Brief:
Could you print the data that follows exactly as given?

------ Source material

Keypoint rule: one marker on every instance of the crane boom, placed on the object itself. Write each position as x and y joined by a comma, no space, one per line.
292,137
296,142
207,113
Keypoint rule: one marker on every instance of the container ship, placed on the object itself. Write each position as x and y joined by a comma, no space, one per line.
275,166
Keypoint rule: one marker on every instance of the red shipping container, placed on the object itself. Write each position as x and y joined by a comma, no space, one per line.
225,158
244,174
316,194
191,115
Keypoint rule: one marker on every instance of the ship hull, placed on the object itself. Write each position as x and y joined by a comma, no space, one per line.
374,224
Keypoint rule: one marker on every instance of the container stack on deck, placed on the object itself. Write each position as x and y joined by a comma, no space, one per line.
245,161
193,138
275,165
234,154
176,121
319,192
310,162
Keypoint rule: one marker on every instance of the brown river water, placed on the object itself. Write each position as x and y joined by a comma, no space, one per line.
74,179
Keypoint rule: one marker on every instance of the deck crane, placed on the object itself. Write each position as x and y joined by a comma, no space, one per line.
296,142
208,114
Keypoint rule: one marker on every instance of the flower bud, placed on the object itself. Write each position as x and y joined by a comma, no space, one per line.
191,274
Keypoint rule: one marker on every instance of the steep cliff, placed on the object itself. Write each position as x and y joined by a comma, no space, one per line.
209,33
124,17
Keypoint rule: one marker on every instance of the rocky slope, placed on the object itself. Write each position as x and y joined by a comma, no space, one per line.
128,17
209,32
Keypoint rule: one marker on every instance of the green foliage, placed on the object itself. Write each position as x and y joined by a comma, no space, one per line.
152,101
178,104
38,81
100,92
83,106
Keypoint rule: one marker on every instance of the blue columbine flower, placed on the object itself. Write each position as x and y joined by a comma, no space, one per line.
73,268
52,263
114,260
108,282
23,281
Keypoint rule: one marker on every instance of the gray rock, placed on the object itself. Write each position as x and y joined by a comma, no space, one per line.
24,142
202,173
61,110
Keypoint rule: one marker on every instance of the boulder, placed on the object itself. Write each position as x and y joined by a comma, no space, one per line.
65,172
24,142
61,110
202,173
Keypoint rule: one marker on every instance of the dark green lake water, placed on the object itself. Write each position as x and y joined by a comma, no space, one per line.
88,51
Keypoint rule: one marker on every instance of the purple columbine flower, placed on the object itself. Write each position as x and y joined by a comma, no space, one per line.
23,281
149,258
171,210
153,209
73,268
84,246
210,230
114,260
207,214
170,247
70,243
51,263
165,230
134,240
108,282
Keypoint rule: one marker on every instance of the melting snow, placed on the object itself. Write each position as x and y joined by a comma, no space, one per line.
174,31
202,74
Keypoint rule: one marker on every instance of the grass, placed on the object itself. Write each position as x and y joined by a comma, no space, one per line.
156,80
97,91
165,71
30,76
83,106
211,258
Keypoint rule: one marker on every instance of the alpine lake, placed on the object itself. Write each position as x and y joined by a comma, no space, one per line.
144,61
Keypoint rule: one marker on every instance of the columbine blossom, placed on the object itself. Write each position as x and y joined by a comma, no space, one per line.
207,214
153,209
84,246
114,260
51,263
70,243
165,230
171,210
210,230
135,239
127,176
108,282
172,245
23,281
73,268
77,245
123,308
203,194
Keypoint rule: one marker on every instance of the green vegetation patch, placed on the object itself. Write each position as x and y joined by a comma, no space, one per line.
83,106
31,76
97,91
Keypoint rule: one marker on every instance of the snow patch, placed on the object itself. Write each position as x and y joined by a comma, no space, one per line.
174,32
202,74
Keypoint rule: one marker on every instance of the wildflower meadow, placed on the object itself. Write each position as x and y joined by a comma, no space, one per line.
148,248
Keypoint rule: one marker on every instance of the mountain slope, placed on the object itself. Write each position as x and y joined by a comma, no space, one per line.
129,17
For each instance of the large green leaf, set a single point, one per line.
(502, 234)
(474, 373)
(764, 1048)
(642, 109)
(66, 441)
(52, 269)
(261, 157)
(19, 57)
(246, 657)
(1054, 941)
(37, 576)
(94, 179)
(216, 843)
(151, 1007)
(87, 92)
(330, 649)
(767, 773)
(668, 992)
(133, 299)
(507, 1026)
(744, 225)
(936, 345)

------------

Result for this exercise:
Keypoint rule: one marker on every instance of the crane boom, placed on the object itself. Write each position as x and y joined by a comma, no space, one per line.
292,137
296,142
207,113
Keypoint rule: one marker on every instance of the container ship, placed on the object itself. Write each position as x and y joined by a comma, no space, one per line.
275,166
Keypoint rule: one marker on every instance of the red shipping container, placed on the object itself. Write each position as x and y joined by a comma, no space, one per line.
225,158
244,174
316,194
191,115
Keypoint rule: one marker on every instance of the ship hull, placed on the object itself. Write each position as x and y joined by a comma, no space, one per line.
374,224
Keypoint rule: one marker on every instance of the container stack on deck, placed on the object itself. Write each position as x and y joined by a comma, no space, one per line.
245,161
193,138
275,165
234,154
176,121
319,192
310,162
Keypoint rule: one marker on every instance of the brown river water, placed on the object itself. Write each position as x and y joined by a comma, no space, one per line.
74,179
Keypoint rule: one marker on every instance of the deck crane, placed on the object itself. Write each position as x and y joined by a comma, no space, one per line.
296,142
208,114
Keypoint rule: one marker on every instance of the flower bud, placed on the object itself. Write each position as x and y joined by a comma, no space, one per line.
191,274
Keypoint rule: one marker on every instance of the steep cliff, placed on the object itself. Write each position as x and y joined by a comma, no space, one per line.
209,33
124,17
Keypoint rule: one marker on every instance of the rocky slope, placed on the object itself. Write each position as x and y joined by a comma, no space, one per line.
128,17
209,32
Keypoint rule: one marker on every instance of the green foliage, placed on the object itself. Write each position as x and y joined by a comma, no space, one per line.
152,101
178,104
38,81
100,92
83,106
Keypoint rule: one marker on every instance of the blue columbine flower, placed on the object itself. Write each position as x and y joined by a comma, no space, one per line.
73,268
52,263
114,260
108,282
23,281
Keypoint rule: one marker on every instance of the gray rock, placed on the object itself. Write each position as x and y joined by a comma, no space, one per line.
24,142
202,173
61,110
Keypoint rule: one marker on every instance of the boulder, placed on the object itself. Write each position as x and y joined by a comma, no space, one per line.
65,172
24,142
61,110
202,173
Keypoint rule: one marker on every instance of the dark green lake water, placed on the object itself. Write each position as x and y joined by a comma, no space, one per line.
88,51
Keypoint rule: one marker on every instance of the purple columbine flower, placed on the object itself. Write each position as x and y joined by a comma, no space, one per line.
23,281
149,258
171,210
153,209
73,268
84,246
210,230
114,260
207,214
170,247
70,243
51,263
165,230
134,240
108,282
Keypoint rule: one marker on every instance of the melting snow, placed on the object itself. Write each position as x and y joined by a comma, no space, one per line.
174,31
202,74
Keypoint rule: one marker on every instance of the grass, placed on the object itself. Write each position as x and y joined by a comma, no space, one per line.
156,80
97,91
165,71
30,76
83,106
211,258
Keypoint rule: one marker on every instance of the alpine lake, placed on the object itself. Write each position as x and y joined by a comma, no space, one per line.
144,61
Keypoint rule: one marker on every instance of the columbine blossom, placed on the object itself. Write each position as x and y joined by a comma, no space, one per line.
207,214
153,209
84,246
114,260
51,263
70,243
165,230
171,210
210,230
135,239
127,176
108,282
172,245
23,281
73,268
77,245
123,308
203,194
Keypoint rule: one marker on every instance of the green vegetation patch, placed on the object itself. Write each position as x and y joined by a comma, no space, one per line.
83,106
31,76
97,91
Keypoint rule: one marker on every instance of the snow patch, placed on the object itself. Write each position as x and y joined by a comma, no space, one per line.
174,32
202,74
Keypoint rule: one marker on every instance of the wildflower meadow, placed on the object itself. Write each position as x and y joined by a comma, no space, one per line.
148,248
Keypoint rule: one marker on every instance of the mountain slope, placed on the object itself. Write each position as x and y joined by a comma, no space, one per line.
129,17
For each instance of the large green leaf, set a single point, one per line.
(502, 234)
(474, 373)
(764, 1048)
(642, 109)
(66, 441)
(52, 269)
(261, 157)
(19, 57)
(246, 657)
(1054, 941)
(37, 576)
(94, 179)
(216, 843)
(151, 1007)
(87, 92)
(330, 649)
(767, 773)
(668, 992)
(133, 299)
(507, 1026)
(744, 225)
(936, 345)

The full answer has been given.